(PROBLEM TO WORK ON): Starting at the first of the lines below and ending at the line that contains "234], [219, 60]]", reproduce those lines with "a single point per instance" substituted for "one point per instance" and everything else left unchanged.

(DATA EXCERPTS):
--- START ---

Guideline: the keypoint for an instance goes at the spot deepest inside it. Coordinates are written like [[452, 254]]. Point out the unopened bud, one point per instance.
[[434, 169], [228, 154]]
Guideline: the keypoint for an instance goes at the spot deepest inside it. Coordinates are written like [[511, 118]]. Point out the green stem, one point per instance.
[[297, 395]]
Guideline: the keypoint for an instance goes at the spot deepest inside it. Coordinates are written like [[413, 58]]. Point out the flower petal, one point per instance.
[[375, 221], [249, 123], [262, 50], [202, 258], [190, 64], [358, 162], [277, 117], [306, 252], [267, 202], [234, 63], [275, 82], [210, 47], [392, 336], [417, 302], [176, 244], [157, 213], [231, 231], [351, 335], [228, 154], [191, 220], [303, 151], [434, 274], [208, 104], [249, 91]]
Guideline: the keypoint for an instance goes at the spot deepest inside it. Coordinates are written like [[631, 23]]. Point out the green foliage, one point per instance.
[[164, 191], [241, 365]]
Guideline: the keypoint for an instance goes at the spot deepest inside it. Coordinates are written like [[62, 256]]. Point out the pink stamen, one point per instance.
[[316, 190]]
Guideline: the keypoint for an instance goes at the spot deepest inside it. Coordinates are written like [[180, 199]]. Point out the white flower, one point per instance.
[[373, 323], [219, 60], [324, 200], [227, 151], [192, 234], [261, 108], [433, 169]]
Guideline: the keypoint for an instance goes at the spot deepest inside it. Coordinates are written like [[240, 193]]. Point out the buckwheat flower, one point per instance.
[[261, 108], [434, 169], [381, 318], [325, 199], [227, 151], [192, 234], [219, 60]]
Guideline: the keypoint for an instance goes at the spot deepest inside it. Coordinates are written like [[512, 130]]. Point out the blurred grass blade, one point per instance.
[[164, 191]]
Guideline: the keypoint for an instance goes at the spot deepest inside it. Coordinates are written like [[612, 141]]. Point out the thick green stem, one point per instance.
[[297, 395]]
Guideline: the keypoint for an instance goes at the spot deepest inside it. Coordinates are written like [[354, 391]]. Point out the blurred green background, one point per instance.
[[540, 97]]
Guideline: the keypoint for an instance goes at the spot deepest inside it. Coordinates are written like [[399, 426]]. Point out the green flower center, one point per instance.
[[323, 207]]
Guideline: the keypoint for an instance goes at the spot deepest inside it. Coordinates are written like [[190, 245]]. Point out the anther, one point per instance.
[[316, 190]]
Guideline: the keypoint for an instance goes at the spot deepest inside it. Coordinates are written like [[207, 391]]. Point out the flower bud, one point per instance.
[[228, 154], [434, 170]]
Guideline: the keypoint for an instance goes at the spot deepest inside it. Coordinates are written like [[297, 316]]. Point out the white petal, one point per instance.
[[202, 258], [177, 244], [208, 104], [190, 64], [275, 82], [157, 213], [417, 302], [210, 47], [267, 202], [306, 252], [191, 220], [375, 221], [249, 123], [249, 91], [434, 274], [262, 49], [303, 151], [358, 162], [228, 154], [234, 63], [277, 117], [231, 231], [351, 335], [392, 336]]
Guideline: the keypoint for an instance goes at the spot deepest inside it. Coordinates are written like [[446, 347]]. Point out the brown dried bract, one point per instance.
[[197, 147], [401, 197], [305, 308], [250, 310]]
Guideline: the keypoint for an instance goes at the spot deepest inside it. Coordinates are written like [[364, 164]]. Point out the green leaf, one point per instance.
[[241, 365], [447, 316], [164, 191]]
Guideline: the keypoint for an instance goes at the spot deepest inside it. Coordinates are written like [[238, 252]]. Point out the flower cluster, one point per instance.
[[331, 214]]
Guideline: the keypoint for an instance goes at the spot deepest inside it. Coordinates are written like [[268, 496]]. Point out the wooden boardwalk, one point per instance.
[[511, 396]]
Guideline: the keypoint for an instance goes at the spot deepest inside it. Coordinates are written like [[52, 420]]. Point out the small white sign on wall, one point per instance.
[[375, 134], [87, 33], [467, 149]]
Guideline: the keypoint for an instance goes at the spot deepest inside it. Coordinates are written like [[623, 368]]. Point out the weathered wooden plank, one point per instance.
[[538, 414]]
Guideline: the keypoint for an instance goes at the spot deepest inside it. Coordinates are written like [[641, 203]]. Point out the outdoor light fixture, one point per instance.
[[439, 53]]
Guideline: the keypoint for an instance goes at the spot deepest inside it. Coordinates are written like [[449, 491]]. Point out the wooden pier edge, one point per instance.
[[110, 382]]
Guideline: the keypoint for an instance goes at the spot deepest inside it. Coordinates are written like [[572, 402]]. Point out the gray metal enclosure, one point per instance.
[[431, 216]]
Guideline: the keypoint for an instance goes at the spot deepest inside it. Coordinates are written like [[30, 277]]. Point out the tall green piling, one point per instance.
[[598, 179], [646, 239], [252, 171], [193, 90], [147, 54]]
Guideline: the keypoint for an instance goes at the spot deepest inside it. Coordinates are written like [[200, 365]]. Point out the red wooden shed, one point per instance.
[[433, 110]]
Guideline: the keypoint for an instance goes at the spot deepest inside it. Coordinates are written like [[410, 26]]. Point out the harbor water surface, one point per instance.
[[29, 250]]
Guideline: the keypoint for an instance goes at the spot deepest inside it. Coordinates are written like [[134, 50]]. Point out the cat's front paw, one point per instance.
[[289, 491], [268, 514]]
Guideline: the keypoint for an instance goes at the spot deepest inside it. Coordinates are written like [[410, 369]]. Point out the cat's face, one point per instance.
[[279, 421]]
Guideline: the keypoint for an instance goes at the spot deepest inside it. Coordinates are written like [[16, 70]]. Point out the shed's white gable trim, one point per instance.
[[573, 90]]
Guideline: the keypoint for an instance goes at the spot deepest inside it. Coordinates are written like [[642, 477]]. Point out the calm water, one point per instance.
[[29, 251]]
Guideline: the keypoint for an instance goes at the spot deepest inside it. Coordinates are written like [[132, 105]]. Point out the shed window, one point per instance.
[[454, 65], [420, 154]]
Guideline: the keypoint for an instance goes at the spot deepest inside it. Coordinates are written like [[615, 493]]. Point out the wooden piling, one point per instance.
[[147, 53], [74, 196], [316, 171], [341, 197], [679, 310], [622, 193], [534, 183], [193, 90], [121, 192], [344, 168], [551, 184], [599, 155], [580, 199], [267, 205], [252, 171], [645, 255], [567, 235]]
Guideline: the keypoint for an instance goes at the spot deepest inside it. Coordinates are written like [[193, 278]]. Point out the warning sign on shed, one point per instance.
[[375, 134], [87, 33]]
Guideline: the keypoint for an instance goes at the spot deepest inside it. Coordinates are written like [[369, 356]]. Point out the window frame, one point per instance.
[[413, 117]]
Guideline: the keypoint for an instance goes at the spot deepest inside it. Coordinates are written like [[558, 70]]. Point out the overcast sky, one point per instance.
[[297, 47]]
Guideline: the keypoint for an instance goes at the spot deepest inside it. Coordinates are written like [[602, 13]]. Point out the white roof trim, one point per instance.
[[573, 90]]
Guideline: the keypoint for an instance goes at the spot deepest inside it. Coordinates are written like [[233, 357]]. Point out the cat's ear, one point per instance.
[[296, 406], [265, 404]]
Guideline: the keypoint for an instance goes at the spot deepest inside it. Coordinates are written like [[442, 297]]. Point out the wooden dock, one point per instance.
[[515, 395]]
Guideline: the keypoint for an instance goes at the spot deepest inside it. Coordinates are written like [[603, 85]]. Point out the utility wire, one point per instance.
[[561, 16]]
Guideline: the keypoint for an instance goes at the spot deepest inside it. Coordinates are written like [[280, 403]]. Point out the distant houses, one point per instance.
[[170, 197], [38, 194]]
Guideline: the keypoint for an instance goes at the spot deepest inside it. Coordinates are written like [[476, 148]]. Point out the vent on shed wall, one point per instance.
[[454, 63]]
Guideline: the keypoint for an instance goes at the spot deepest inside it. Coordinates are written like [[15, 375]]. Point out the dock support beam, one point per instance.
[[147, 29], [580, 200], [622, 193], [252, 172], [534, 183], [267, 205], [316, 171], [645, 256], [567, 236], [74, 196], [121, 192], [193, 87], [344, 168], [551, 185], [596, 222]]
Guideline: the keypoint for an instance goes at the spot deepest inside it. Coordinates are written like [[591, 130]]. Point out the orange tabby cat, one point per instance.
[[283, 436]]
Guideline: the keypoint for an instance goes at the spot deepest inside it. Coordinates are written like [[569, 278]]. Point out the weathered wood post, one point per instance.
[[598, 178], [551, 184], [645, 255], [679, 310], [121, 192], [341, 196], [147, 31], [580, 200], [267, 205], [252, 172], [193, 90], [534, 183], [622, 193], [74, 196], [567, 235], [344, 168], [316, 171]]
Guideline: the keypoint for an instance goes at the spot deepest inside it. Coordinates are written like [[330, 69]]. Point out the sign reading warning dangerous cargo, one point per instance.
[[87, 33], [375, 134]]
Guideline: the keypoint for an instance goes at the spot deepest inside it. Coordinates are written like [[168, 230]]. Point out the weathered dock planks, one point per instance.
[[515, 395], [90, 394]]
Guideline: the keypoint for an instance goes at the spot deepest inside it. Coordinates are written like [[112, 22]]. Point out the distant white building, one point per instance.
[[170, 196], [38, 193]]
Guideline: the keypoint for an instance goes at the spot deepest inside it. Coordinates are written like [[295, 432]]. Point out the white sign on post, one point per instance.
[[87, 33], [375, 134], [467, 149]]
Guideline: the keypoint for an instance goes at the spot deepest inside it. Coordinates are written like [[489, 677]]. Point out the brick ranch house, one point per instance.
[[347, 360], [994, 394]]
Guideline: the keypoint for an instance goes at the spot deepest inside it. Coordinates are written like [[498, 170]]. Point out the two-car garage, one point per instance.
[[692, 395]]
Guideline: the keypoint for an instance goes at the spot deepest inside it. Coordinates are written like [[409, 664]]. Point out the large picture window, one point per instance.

--- END ---

(FULL ANSWER):
Guideline: the keypoint for an instance goes at the spot deepest inside it. Coordinates are written like [[452, 254]]. Point out the unopened bud, a single point per instance.
[[434, 169], [228, 154]]
Guideline: the keypoint for an instance goes at the spot deepest inside it. Coordinates are written like [[511, 118]]. Point out the green stem, a single point per instance.
[[297, 395]]
Guideline: the keypoint for an instance goes at the spot deepest inside it. Coordinates are written like [[413, 58]]. Point out the flower petal, a single point per instance.
[[375, 221], [249, 123], [262, 50], [202, 258], [190, 64], [358, 162], [277, 117], [306, 252], [267, 202], [234, 63], [275, 82], [210, 47], [392, 336], [417, 302], [176, 244], [157, 213], [231, 231], [351, 335], [228, 154], [191, 220], [303, 151], [434, 274], [208, 104], [249, 91]]
Guideline: the keypoint for an instance goes at the spot deepest inside it. Coordinates are written like [[631, 23]]. Point out the green foliage, a single point per instance.
[[164, 191], [241, 365]]
Guideline: the keypoint for an instance goes at the spot deepest inside it. Coordinates are written like [[62, 256]]. Point out the pink stamen, a single point per instance.
[[316, 190]]
Guideline: the keypoint for an instance goes at the spot deepest inside it. Coordinates are written like [[180, 199]]. Point out the white flower, a single point per instance.
[[373, 323], [219, 60], [324, 200], [227, 151], [192, 234], [261, 108], [433, 169]]
Guideline: the keypoint for an instance goes at the spot deepest inside it. Coordinates are written like [[240, 193]]. Point out the buckwheat flower, a single point per instance.
[[261, 108], [434, 169], [381, 318], [325, 199], [227, 151], [192, 234], [219, 60]]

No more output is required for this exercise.